= Isotope-coded affinity tag =

An isotope-coded affinity tag (ICAT) is an in-vitro isotopic labeling method used for quantitative proteomics by mass spectrometry that uses chemical labeling reagents. These chemical probes consist of three elements: a reactive group for labeling an amino acid side chain (e.g., iodoacetamide to modify cysteine residues), an isotopically coded linker, and a tag (e.g., biotin) for the affinity isolation of labeled proteins/peptides. The samples are combined and then separated through chromatography, then sent through a mass spectrometer to determine the mass-to-charge ratio between the proteins. Only cysteine containing peptides can be analysed. Since only cysteine containing peptides are analysed, often the post translational modification is lost.

==Development==
The original tags were developed using deuterium, but later the same group redesigned the tags using 13C instead to circumvent issues of peak separation during liquid chromatography due to the deuterium interacting with the stationary phase of the column.
:::
Work request | How might the article on isotope-coded affinity tags go on after its last sentence? Write the continuation.
:::
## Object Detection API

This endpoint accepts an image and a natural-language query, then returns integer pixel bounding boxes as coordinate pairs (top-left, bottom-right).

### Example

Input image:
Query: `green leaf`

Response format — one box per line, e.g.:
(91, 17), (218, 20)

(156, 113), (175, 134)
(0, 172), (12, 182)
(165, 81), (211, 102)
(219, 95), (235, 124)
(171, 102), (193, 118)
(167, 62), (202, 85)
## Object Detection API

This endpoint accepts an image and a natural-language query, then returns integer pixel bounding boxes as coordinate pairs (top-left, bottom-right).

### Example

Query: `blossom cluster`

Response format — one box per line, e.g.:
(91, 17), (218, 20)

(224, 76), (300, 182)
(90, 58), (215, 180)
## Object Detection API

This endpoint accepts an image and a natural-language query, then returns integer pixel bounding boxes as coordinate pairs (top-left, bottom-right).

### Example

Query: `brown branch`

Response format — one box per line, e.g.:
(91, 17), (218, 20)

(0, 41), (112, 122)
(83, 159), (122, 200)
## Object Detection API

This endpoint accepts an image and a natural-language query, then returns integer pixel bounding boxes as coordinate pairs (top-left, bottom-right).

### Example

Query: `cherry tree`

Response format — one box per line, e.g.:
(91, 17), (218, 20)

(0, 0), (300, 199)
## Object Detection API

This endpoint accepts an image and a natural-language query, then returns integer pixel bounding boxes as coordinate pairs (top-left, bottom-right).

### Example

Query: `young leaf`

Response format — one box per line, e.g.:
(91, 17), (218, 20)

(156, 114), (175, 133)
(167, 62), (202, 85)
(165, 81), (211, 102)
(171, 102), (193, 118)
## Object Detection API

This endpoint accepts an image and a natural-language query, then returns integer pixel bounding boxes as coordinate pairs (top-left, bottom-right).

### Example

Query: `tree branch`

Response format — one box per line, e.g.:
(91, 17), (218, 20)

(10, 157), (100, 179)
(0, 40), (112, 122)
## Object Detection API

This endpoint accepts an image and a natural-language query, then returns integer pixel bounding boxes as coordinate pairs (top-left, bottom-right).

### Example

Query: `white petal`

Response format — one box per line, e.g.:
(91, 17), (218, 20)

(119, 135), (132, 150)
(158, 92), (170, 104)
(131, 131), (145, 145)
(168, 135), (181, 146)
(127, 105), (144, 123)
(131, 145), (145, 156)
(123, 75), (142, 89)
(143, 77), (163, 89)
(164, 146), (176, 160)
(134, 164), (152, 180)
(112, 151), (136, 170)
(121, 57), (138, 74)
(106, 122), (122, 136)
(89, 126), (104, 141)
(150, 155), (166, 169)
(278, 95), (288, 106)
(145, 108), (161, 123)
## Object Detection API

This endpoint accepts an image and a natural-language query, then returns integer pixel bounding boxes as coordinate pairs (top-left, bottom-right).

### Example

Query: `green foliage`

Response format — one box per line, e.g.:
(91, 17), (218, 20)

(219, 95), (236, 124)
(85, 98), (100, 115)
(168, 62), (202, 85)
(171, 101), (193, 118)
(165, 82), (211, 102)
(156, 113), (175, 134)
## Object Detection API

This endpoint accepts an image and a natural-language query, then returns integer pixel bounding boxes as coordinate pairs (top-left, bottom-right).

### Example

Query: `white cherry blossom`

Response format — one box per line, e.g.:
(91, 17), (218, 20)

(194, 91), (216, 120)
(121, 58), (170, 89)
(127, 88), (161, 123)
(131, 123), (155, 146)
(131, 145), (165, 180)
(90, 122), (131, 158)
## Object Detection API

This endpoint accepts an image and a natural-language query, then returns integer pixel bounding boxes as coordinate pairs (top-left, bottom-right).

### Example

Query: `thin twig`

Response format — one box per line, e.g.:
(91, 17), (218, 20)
:::
Output below |
==Quantitative proteomics==
For the quantitative comparison of two proteomes, one sample is labeled with the isotopically light (d0) probe and the other with the isotopically heavy (d8) version. To minimize error, both samples are then combined, digested with a protease (i.e., trypsin), and subjected to avidin affinity chromatography to isolate peptides labeled with isotope-coded tagging reagents. These peptides are then analyzed by liquid chromatography-mass spectrometry (LC-MS). The ratios of signal intensities of differentially mass-tagged peptide pairs are quantified to determine the relative levels of proteins in the two samples.